* Begin *
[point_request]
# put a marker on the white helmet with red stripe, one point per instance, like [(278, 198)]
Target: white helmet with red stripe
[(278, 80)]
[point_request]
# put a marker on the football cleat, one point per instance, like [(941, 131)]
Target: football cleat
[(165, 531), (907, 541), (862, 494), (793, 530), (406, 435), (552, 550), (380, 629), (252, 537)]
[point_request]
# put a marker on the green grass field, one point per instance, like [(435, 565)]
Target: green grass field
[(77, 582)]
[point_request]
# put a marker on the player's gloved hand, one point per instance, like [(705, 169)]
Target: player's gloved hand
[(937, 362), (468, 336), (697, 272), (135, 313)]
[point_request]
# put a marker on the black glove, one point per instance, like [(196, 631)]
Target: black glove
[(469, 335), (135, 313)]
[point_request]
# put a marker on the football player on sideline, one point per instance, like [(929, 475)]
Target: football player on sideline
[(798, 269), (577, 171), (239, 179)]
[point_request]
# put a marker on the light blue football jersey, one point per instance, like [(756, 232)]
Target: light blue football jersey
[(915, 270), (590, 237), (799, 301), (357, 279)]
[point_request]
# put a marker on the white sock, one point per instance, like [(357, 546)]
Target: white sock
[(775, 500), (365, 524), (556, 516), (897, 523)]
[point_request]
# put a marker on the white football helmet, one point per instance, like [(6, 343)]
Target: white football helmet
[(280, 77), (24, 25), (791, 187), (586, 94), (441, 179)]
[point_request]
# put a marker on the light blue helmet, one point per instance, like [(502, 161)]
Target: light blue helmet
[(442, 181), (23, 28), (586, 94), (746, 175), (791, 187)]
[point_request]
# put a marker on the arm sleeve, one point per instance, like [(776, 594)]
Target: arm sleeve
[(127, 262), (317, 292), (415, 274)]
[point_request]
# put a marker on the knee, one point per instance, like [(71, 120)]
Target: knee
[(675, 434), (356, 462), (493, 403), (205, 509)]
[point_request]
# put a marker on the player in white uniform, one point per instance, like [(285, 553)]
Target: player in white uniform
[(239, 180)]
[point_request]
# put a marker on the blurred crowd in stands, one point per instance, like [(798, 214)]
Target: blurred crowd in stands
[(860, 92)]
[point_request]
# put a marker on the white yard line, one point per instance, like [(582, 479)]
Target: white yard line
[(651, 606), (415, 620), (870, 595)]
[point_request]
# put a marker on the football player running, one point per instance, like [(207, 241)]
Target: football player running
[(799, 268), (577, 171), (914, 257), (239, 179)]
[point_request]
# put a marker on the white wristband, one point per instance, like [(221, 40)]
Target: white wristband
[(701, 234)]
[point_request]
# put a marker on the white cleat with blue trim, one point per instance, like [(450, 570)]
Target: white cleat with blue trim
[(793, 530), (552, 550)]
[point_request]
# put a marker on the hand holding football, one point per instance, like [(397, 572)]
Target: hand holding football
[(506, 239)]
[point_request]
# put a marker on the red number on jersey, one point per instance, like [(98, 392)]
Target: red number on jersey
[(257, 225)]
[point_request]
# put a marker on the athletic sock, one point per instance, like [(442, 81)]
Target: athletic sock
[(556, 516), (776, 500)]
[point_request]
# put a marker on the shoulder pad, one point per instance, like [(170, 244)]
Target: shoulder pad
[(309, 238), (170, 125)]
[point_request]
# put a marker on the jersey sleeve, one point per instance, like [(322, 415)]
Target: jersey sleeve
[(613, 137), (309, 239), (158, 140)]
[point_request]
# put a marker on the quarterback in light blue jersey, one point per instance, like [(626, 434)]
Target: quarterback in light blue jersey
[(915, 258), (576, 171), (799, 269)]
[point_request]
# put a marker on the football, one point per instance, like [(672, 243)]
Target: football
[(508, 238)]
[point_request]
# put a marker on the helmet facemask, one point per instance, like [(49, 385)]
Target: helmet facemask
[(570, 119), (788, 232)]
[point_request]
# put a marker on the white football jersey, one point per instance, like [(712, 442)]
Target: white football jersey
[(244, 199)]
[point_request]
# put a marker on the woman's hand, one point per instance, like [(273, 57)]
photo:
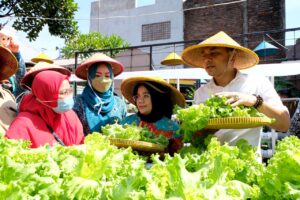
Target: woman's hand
[(14, 46), (237, 98)]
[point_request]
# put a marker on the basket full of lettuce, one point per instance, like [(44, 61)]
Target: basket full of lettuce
[(216, 114), (138, 138)]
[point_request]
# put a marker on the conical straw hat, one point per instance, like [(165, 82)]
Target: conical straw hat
[(8, 63), (42, 58), (128, 85), (172, 59), (245, 58), (41, 66), (81, 70)]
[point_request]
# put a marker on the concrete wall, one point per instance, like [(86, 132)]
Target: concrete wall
[(242, 17), (130, 28)]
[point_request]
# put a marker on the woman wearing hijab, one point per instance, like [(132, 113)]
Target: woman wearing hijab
[(46, 115), (97, 105), (155, 100)]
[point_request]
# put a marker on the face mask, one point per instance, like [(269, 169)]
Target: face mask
[(64, 105), (101, 84)]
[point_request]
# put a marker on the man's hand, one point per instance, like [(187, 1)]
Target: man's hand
[(237, 98)]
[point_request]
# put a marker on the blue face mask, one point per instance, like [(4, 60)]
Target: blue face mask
[(64, 105)]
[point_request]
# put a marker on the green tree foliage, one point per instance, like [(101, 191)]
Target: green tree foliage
[(93, 41), (31, 16)]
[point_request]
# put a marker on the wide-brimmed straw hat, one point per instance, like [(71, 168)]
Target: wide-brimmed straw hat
[(42, 58), (8, 63), (41, 66), (245, 58), (82, 70), (128, 85)]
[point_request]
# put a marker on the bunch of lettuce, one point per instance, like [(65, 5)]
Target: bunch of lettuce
[(98, 170), (133, 132), (196, 117), (221, 172), (281, 179)]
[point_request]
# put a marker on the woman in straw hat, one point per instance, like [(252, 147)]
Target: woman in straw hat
[(46, 115), (223, 58), (8, 40), (155, 100), (8, 108), (97, 105)]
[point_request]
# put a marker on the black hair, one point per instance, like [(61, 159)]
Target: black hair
[(161, 101)]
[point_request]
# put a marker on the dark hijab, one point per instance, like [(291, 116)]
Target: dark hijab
[(161, 102)]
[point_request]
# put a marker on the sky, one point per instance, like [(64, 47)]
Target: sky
[(47, 43)]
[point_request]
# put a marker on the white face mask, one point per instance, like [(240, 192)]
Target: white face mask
[(101, 84)]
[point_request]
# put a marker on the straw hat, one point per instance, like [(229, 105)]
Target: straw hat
[(81, 70), (41, 66), (245, 58), (8, 63), (129, 84), (42, 58), (172, 59)]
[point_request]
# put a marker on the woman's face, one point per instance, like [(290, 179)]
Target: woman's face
[(143, 101), (65, 90), (102, 70)]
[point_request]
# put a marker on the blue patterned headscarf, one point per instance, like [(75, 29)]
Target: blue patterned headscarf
[(98, 104)]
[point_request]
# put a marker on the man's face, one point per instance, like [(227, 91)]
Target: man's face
[(4, 40), (215, 60)]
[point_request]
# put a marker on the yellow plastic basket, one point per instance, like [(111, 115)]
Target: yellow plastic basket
[(238, 122), (137, 145)]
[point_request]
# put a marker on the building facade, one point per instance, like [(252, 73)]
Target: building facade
[(141, 23)]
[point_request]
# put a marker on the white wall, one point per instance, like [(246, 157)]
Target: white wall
[(130, 28)]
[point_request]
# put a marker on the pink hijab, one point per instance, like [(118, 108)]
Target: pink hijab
[(45, 87)]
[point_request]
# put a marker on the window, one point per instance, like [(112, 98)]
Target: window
[(141, 3), (156, 31)]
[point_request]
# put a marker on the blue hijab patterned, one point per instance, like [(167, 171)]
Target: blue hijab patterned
[(98, 104)]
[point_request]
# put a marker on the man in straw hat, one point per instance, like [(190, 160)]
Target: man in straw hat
[(223, 58), (8, 109)]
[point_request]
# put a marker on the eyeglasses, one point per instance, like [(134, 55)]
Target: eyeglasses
[(66, 92), (143, 97)]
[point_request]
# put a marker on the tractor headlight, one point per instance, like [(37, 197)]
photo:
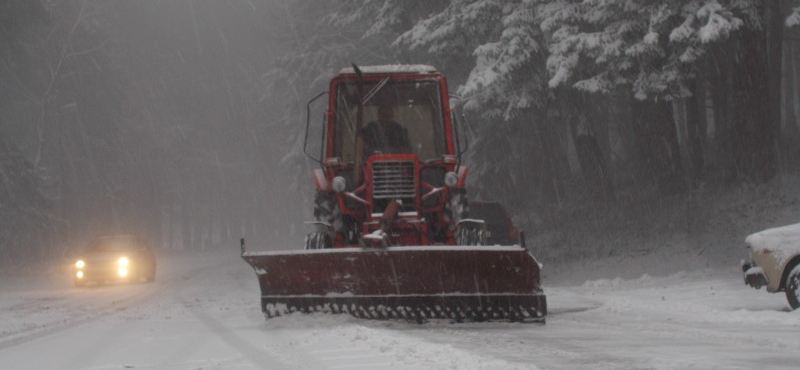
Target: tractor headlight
[(451, 179), (339, 184)]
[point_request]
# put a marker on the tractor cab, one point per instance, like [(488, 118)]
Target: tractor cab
[(390, 160)]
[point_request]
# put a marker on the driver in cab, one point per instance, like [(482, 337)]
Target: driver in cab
[(385, 135)]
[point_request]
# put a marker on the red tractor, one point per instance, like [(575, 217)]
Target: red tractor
[(393, 237)]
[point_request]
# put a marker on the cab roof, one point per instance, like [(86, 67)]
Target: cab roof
[(391, 68)]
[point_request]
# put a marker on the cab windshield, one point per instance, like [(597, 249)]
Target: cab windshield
[(414, 105)]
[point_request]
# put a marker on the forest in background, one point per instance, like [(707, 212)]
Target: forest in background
[(184, 120)]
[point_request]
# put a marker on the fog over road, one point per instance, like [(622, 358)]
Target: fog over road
[(202, 313)]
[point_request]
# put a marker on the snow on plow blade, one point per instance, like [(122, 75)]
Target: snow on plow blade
[(462, 283)]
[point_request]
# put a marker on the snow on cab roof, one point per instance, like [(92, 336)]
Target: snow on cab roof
[(391, 68), (783, 240)]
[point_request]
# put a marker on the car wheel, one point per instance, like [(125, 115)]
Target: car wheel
[(792, 285)]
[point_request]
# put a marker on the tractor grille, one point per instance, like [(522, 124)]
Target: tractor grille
[(393, 180)]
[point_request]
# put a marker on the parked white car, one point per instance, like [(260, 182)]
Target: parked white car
[(775, 261)]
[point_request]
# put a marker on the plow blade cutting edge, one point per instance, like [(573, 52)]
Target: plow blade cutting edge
[(461, 283)]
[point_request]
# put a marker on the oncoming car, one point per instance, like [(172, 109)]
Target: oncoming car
[(775, 261), (115, 259)]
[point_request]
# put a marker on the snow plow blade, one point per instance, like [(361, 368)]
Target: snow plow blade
[(461, 283)]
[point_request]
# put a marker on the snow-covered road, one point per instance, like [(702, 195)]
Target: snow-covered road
[(202, 313)]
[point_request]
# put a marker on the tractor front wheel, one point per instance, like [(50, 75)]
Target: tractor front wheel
[(318, 240)]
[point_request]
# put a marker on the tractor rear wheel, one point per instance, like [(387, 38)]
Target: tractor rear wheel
[(792, 285)]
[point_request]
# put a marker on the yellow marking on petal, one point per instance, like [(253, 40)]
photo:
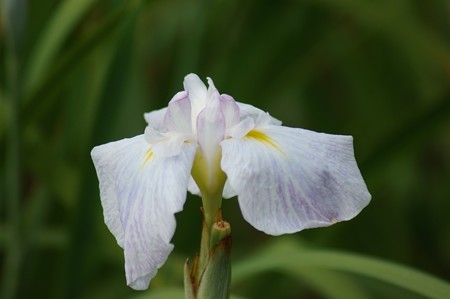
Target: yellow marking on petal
[(263, 138)]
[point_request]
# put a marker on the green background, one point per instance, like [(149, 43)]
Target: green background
[(78, 73)]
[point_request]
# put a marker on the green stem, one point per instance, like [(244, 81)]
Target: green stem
[(210, 275)]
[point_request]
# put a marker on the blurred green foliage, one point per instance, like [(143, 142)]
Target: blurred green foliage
* End *
Stated exercise:
Reproduce the data verbatim, from the first line up to and including the line that contains "[(915, 270), (590, 237), (799, 301), (357, 279)]".

Exercise response:
[point_request]
# put a marker on the white helmet with red stripe, one point per instance, like [(278, 198)]
Target: white helmet with red stripe
[(278, 80)]
[point_request]
# put a marker on the football cleat, one point per instance, like [(941, 131)]
Target: football cleat
[(165, 531), (907, 541), (862, 494), (793, 530), (406, 435), (552, 550), (380, 629), (252, 537)]
[point_request]
# put a marker on the green grass field, one point per instance, like [(435, 565)]
Target: green grass field
[(77, 582)]
[point_request]
# put a marker on the player's gloved hand, one point per instance, like [(705, 169)]
Target: player's gloved hand
[(937, 362), (468, 336), (697, 272), (135, 313)]
[point_request]
# put a marker on the black glove, one point per instance, like [(196, 631)]
Target: black glove
[(469, 335), (135, 313)]
[point_request]
# put a marker on the football player on sideline, one point per instance, like [(929, 475)]
Target: football player on sideline
[(798, 269), (577, 171), (239, 179)]
[point_request]
# put a marker on the light blue football jersey, one point per instance, like [(756, 232)]
Target: light blue football jersey
[(915, 270), (590, 237), (799, 301), (357, 279)]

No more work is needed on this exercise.